[[ PROVIDED MATERIAL, beginning ]]

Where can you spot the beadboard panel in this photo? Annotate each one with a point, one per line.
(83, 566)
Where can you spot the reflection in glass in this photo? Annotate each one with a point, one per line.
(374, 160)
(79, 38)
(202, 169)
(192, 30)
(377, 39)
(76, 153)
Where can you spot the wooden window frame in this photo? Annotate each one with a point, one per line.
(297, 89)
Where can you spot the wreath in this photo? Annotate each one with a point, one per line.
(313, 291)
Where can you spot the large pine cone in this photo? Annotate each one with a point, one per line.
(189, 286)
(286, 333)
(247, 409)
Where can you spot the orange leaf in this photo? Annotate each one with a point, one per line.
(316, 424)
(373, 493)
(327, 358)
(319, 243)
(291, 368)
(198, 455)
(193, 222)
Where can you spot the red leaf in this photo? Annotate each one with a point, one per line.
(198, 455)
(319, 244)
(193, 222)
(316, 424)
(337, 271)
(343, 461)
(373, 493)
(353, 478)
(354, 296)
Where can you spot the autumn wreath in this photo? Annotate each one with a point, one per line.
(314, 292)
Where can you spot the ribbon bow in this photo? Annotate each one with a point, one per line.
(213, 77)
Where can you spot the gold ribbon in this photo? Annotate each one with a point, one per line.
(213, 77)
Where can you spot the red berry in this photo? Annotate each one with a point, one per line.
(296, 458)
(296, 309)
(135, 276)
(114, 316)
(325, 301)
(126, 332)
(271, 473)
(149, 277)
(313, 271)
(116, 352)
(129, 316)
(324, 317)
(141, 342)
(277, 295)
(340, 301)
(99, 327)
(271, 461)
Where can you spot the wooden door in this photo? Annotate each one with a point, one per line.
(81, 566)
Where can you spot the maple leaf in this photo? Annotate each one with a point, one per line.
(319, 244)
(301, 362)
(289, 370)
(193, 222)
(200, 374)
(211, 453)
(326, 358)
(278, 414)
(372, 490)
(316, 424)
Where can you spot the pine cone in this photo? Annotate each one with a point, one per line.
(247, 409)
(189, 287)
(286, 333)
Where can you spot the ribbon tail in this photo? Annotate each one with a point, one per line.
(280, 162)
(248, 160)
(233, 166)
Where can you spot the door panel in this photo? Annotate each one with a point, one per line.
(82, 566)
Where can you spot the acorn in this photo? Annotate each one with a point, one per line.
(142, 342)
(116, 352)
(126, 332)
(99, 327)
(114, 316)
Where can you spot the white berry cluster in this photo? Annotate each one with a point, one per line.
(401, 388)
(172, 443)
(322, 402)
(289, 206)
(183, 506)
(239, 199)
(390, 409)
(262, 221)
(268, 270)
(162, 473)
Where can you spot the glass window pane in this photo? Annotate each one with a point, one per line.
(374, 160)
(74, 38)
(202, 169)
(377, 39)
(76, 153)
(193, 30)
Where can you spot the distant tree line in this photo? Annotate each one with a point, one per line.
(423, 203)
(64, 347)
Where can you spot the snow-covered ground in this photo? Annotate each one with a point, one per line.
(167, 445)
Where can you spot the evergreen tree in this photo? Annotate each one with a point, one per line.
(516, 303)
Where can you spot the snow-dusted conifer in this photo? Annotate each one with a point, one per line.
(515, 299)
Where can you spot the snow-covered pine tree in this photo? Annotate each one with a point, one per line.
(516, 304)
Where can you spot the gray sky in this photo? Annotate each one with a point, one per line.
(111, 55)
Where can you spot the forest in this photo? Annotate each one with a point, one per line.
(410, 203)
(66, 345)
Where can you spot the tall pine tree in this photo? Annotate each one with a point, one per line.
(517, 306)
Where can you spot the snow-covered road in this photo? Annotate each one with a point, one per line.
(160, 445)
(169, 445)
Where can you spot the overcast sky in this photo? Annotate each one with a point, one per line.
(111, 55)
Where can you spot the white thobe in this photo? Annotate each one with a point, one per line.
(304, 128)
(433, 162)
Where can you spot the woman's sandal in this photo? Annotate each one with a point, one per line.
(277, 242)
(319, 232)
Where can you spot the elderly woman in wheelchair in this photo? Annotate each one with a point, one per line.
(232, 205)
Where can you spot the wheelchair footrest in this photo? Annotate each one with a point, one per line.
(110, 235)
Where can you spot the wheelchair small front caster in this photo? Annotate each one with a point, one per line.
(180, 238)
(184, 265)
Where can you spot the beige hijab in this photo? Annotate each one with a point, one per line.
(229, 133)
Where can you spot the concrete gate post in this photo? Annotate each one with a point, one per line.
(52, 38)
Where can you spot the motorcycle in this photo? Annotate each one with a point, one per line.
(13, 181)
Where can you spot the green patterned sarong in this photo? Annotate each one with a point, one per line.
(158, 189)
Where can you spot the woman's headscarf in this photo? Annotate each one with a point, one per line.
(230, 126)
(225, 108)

[[ PROVIDED MATERIAL, end ]]

Word for word, return each of the entries.

ANSWER FOR THE TASK:
Where can you spot the beadboard panel in this photo? Annotate each one with a point, one per line.
(83, 566)
Where can you spot the reflection in glass in this photo? Annotate each one with a point, one per line.
(374, 160)
(79, 38)
(202, 169)
(192, 30)
(377, 39)
(76, 153)
Where can you spot the wooden window frame in this photo? Annotate each one with a point, one per line.
(297, 89)
Where can you spot the wreath in this photo? Annotate each one with a point, one per line.
(313, 291)
Where can you spot the large pine cone in this photo? Annotate each one with a point, one per line.
(189, 286)
(286, 333)
(247, 409)
Where can you spot the orange leaf in this photo? Annotate each one with a point, one per line.
(316, 424)
(373, 493)
(327, 358)
(319, 243)
(291, 368)
(198, 455)
(193, 222)
Where can you spot the red leaf in this photo? Annotate each one with a point, one per line.
(198, 455)
(319, 244)
(193, 222)
(316, 424)
(337, 271)
(343, 461)
(373, 493)
(353, 478)
(354, 296)
Where can you spot the autumn wreath in this photo? Annotate each one with a point, one per line.
(314, 292)
Where can you spot the ribbon bow in this photo? Annotate each one with a point, one per line.
(213, 77)
Where can you spot the gold ribbon in this photo? Annotate each one with a point, one per line.
(213, 77)
Where can you spot the red berry in this photo? Annotate each one with a point, one per line.
(296, 458)
(296, 309)
(135, 276)
(114, 316)
(325, 301)
(126, 332)
(271, 473)
(149, 277)
(313, 271)
(116, 352)
(129, 316)
(324, 317)
(141, 342)
(277, 295)
(340, 301)
(99, 327)
(271, 461)
Where can you spot the wooden door in this photo? Annotate each one with a point, one per line.
(81, 566)
Where can you spot the maple leaf in this photo? Annotate each one with a point, one per line.
(319, 244)
(301, 362)
(289, 370)
(193, 222)
(200, 374)
(211, 453)
(326, 358)
(278, 414)
(372, 490)
(316, 424)
Where can you spot the pine cone in this photo? Annotate each one with a point, one per line.
(247, 409)
(189, 287)
(286, 333)
Where can you spot the ribbon tail in this photo? Annotate each one with a point, one per line.
(280, 162)
(248, 160)
(233, 166)
Where can you spot the door panel in this photo? Annotate each one with a point, one per line.
(82, 566)
Where can you spot the acorn in this photo? Annotate each one with a point, one per line.
(142, 342)
(116, 352)
(126, 332)
(99, 327)
(114, 316)
Where can you spot the white berry cluster in this photo? Annotate each one with a point, one per line.
(401, 388)
(172, 443)
(322, 402)
(289, 206)
(183, 506)
(239, 199)
(390, 409)
(262, 221)
(268, 270)
(162, 473)
Where can you spot the glass window pane in this photo? Annotate each one with a point, one per line.
(374, 160)
(74, 38)
(202, 169)
(377, 39)
(76, 153)
(193, 30)
Where can you spot the distant tree line in this photo? Annotate each one with a point, one per line.
(423, 203)
(64, 347)
Where can you spot the snow-covered ground in this photo? Annotate each one with a point, one per line.
(167, 445)
Where can you spot the evergreen tree in this photo? Annotate each one with a point, one per line.
(516, 303)
Where can you spot the snow-dusted conifer in this photo? Annotate each one with a point, one per line.
(515, 299)
Where can you spot the snow-covered pine tree in this photo? Annotate each one with a point, one per line.
(516, 304)
Where can you spot the gray sky in this photo? Annotate each one with a point, one per line.
(111, 55)
Where can you spot the forest in this photo? Annotate each one with a point, one per line.
(410, 203)
(66, 345)
Where can you spot the tall pine tree in this photo? Annotate each one with a point, one per line.
(517, 306)
Where can you spot the snow-covered road in this photo? Annotate each one with a point, one per line.
(160, 445)
(169, 445)
Where can you spot the overcast sky in this photo? Annotate each one with a point, one per line.
(111, 55)
Where can you spot the white thobe in this photo? Annotate each one with a point, one per line.
(304, 128)
(433, 162)
Where can you spot the woman's sandal in this photo? Annotate each one with a point, one per line.
(277, 242)
(319, 232)
Where can you spot the elderly woman in wheelchair in this photo? Annotate each one with a point, one per line.
(232, 205)
Where can you spot the wheelchair footrest in this photo? Annotate each one with a point, one per line.
(110, 235)
Where can you spot the wheelchair small front caster in this photo? Annotate each one with a point, one per line.
(180, 238)
(184, 265)
Where can you spot the beige hijab in this photo? Annotate each one with a point, one per line.
(229, 133)
Where can you spot the concrete gate post in this photo? Annotate each one with a point, one per line.
(52, 38)
Where can you spot the motorcycle in this photo? Annotate each one with a point, one per line.
(13, 181)
Where can you spot the green patterned sarong in this photo? Annotate each one with a point, one per line.
(158, 189)
Where can you spot the woman's headscarf in this photo? Annotate each one with a point, one per line.
(230, 126)
(225, 108)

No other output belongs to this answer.